» **Exercise prompt**
Reproduce the data exactly and drop any pictures it holds.

· · · · · · ·

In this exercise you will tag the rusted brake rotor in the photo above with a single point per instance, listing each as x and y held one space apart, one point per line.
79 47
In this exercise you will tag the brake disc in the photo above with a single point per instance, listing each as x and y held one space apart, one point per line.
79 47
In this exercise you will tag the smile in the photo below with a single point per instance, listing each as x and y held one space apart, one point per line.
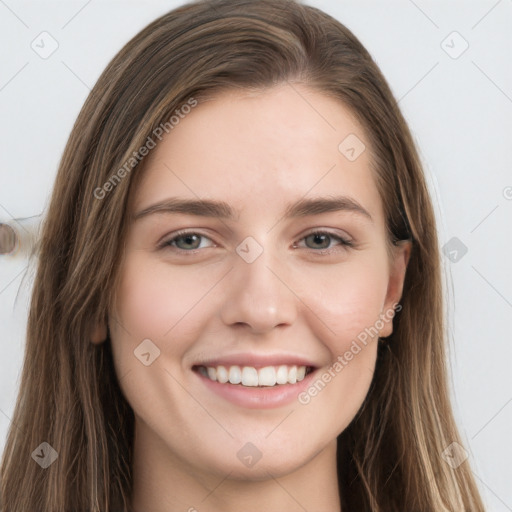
250 376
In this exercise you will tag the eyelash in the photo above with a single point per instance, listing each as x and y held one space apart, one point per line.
344 243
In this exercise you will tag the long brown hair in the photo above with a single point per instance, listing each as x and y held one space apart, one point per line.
390 456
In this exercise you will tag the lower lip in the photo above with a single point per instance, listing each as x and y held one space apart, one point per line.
258 397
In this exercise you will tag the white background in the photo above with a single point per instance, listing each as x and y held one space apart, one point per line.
460 113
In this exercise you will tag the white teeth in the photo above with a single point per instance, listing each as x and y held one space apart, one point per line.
249 376
222 374
267 376
292 375
235 375
252 377
282 375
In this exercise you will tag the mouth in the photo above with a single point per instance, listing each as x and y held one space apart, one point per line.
252 377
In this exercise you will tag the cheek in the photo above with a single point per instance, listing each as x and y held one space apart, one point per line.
155 302
348 298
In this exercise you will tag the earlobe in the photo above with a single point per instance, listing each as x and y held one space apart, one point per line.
395 284
99 333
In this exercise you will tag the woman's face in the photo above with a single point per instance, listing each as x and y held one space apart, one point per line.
244 290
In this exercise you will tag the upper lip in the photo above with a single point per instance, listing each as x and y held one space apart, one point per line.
256 360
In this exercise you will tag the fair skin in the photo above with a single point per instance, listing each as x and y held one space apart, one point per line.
203 303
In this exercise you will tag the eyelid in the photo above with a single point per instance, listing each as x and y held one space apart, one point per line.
344 241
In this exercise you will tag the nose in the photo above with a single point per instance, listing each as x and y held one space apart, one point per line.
260 296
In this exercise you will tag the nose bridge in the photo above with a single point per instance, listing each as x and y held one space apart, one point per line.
257 294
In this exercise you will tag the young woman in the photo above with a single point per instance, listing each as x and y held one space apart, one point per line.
238 301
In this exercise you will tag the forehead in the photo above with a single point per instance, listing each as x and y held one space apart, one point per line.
262 149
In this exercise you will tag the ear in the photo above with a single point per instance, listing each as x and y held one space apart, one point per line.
398 266
99 333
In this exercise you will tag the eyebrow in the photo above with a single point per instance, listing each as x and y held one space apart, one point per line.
222 210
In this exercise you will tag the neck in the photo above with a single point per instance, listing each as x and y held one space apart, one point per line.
162 483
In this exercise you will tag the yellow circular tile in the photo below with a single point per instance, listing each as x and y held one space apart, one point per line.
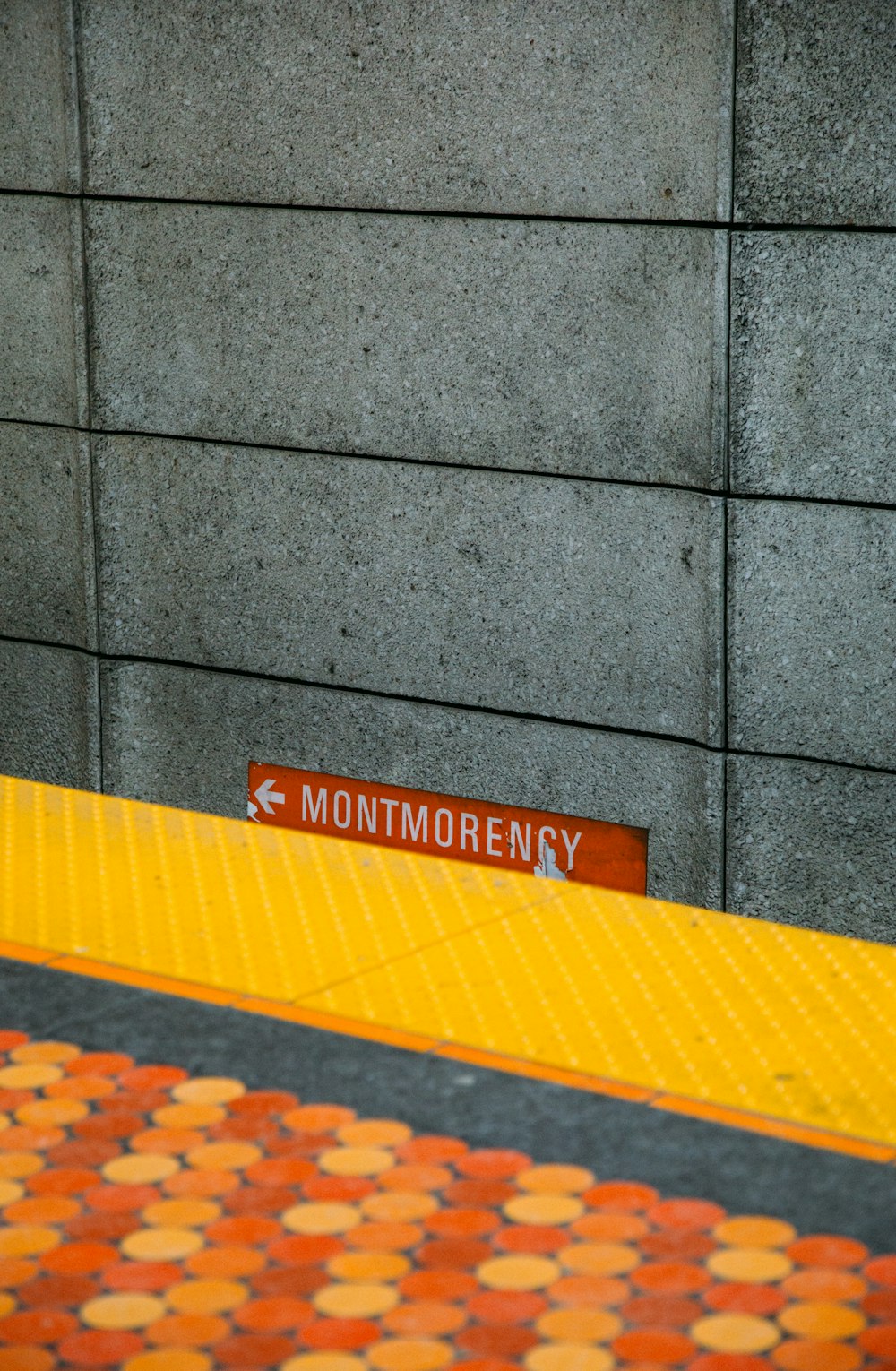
207 1296
15 1166
30 1075
122 1311
741 1332
162 1244
821 1319
409 1355
224 1156
751 1264
567 1356
355 1301
399 1205
28 1239
142 1168
168 1358
556 1179
518 1272
181 1213
755 1231
46 1052
599 1259
367 1265
209 1091
321 1218
579 1324
55 1112
355 1161
323 1362
544 1208
188 1117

· · · · · · ·

» **Final result**
In this exercise you will tag the rusted brake rotor in the photo above with a single point per instance, listing each as x and y held one space apart, one point per line.
79 47
In this exercise you will tag the brake disc in the photo above with a single point per instance, listing each as x and y held one space apart, one point per line.
79 47
In this exercise you will tag the smile in the photo below with a single point per instance, listing each as x and y held one space apart, one point per line.
250 376
In this exercise you will tag the eyelash in the photo above with a single point per instance, listing each as x and y held one space apart, one point per line.
344 243
In this exercise you will tag the long brown hair in the photo above with a single point per instance, listing each as x and y held one space apart, one point per line.
390 456
In this exercise you will tag the lower lip in the photo above with a single point per instance, listing each as x and y held one space apart, one point per line.
258 397
In this exercise you will tag the white background in the photo above with a single point per instance, listing each as x and y held one space apart, one point per line.
460 113
In this exercise you will tag the white teeth in the photo above with a single point per instance, listing each as x and y held one space apart, one point per line.
249 376
222 374
267 376
292 375
235 375
252 377
282 375
In this exercise you will tag the mouth in the photo above with a single point per instance, listing each as x and y held one space apart, one point per line.
252 377
In this exercise you will tag the cheek in the photo above with a single point per instance, listing each as x and y held one space apart, one point per line.
155 302
348 298
In this exercise you will tag the earlobe in the photo above with a single point per instance, listing each as x and y held one space apart, one point per line.
395 284
99 333
In this exercise you will tag the woman's face in the photo above with a single point per instance, listing each as x and y held one space apart, one point per line.
244 290
In this exercise you will tag the upper lip in the photo above with a single point per instance, listing each as x and y held one space apart, one point per line.
256 360
In this exercise you will tag the fair skin in the photo above with a single point per instance, listing each as x and y held one space apart, one point per line.
203 303
In this exercise you will tag the eyelid in the photo above with a single point per instance, listing each as x and y held one space apart, one point per line.
344 241
In this exercise you will tag the nose in the photo above with a single point per instance, listing each as x and y held one space apart, one point per line.
260 296
In this exercise you will tag the nose bridge in the photo above with a single point per instance, listing each as x and y held one space apart, one point per line.
257 294
In this exercise you will tag the young woman in the photo above with a single point per instance, listing each as x and y held one space apart, one point per line.
238 301
In this exercise you will tag the forehead in the photo above with a single point per instance, listing each as x and y held one space apart, one point per line.
262 149
In this exercise you will tag the ear in the photo above with a single point per instance, listing each as x and y held one space apart, one point per line.
398 266
99 333
In this exercise you will tag the eyebrow in the photo above with a single point per instance, listing each as x and y held one space apart, one point per line.
222 210
In this exercise you will tag the neck in the photo above with a single point per instance, listing each as x and y held one space apart, one point per line.
162 483
In this exercise you will tag the yellow circular tile in the photo below with a single point per instance, listing each as x and y held one space apart, one point per line.
207 1296
15 1166
30 1075
122 1311
741 1332
162 1244
821 1319
409 1355
224 1156
751 1264
567 1356
355 1301
399 1205
28 1239
142 1168
168 1358
556 1179
518 1272
181 1213
755 1231
46 1052
599 1259
367 1265
209 1091
321 1218
579 1324
55 1112
355 1161
323 1362
544 1208
188 1117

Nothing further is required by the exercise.